> _SELECTED PASSAGE_
○ ○ ○
Rules, we tell ourselves, are made to be broken. When strict application of the rule produces a silly outcome, we prefer to bend the rule rather than enforce the silly outcome. A rule which could cope with every exception and every special circumstance would be so complex and incomprehensible that it couldn’t in practice work as a rule at all. And so we muddle through.

David Weinberger coined a word for this many years ago. He called it leeway.

Leeway is the only way we manage to live together: We ignore what isn’t our business. We cut one another some slack. We forgive one another when we transgress.

By bending the rules we’re not violating fairness. The equal and blind application of rules is a bureaucracy’s idea of fairness. Judiciously granting leeway is what fairness is all about. Fairness comes in dealing with the exceptions.

And there will always be exceptions because rules are imposed on an unruly reality. The analog world is continuous. It has no edges and barely has corners. Rules at best work pretty well. That’s why in the analog world we have a variety of judges, arbiters, and referees to settle issues fairly when smudgy reality outstrips clear rules.

It’s a concept I have found useful in all sorts of contexts since I first came across it more than ten years ago, but while I have referred to it in passing a few times, I have never written about it directly. That feels like a gap overdue for filling.

At first glance leeway may seem a charmingly harmless idea. But in fact it is deeply subversive. It applies in all sorts of contexts, as Weinberger’s own examples make clear, but there is a very obvious set of issues around automated systems and services, which have a default tendency to be highly rigid. The need for leeway suggests that we should give careful thought to where the safety valves need to be, and how they should operate.1

The best rules are simple and explicit. The best way of applying rules is with an element of judgement about the context. Computers (and, for different reasons, bureaucrats) are good at the first part, rather less so at the second. Computerised bureaucrats (who can be found far beyond the public sector) are a case of their own. So there is a dilemma. We can try to create a system which is perfectly rule bound, where total fairness is ensured by the complete absence of discretion – but that complete fairness is almost certain to look (and be) unfair in a whole range of difficult edge cases. Or we can try to create a system based on the application of principles and judgement, where fairness is ensured by tailoring decisions to precise circumstances – but that fairness is almost certain to result in similar cases getting dissimilar outcomes. That dilemma does not just apply at the level of individual entitlements and obligations. It – or something very like it – also applies in broader collective decision making. We demand that service provision should be tailored to local needs and circumstances but decry the postcode lottery.
○ ○ ○
> _RECORDED INFORMATION_
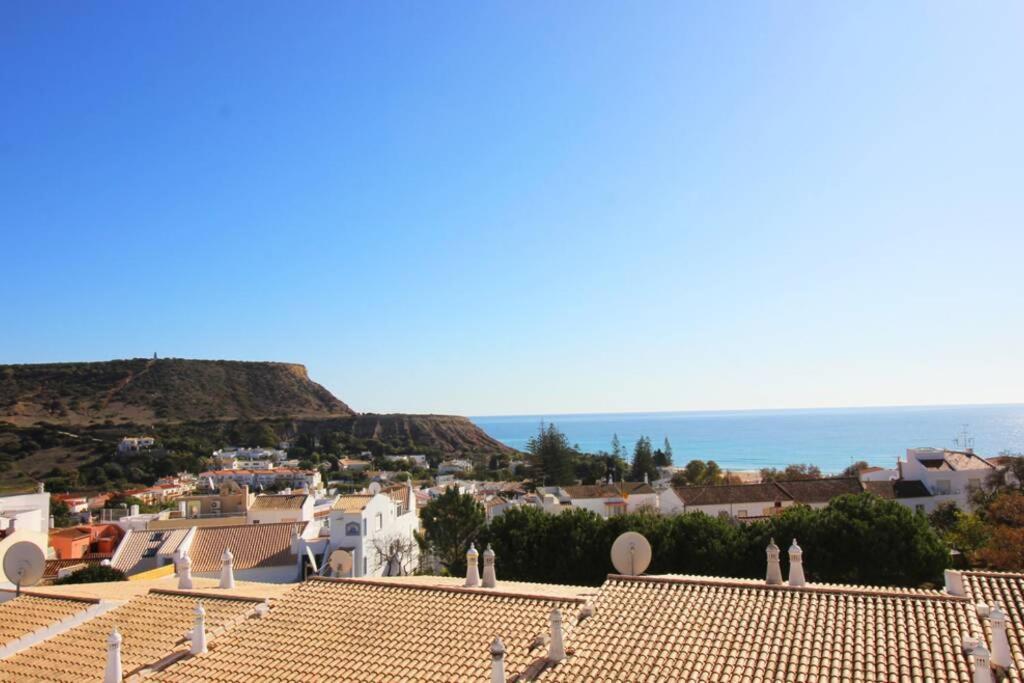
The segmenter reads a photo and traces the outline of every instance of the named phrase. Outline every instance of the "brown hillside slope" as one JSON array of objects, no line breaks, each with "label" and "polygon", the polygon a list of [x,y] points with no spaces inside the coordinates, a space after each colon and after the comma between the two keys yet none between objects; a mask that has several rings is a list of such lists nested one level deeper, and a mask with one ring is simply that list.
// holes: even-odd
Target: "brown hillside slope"
[{"label": "brown hillside slope", "polygon": [[133,358],[0,366],[0,421],[15,425],[350,415],[295,364]]}]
○ ○ ○
> _WHAT YOU SHOULD DO_
Rewrite the passage on leeway from "By bending the" to "overdue for filling.", putting "special cases" wherever "exceptions" appears.

> _RESULT OF THE TASK_
By bending the rules we’re not violating fairness. The equal and blind application of rules is a bureaucracy’s idea of fairness. Judiciously granting leeway is what fairness is all about. Fairness comes in dealing with the special cases.

And there will always be special cases because rules are imposed on an unruly reality. The analog world is continuous. It has no edges and barely has corners. Rules at best work pretty well. That’s why in the analog world we have a variety of judges, arbiters, and referees to settle issues fairly when smudgy reality outstrips clear rules.

It’s a concept I have found useful in all sorts of contexts since I first came across it more than ten years ago, but while I have referred to it in passing a few times, I have never written about it directly. That feels like a gap overdue for filling.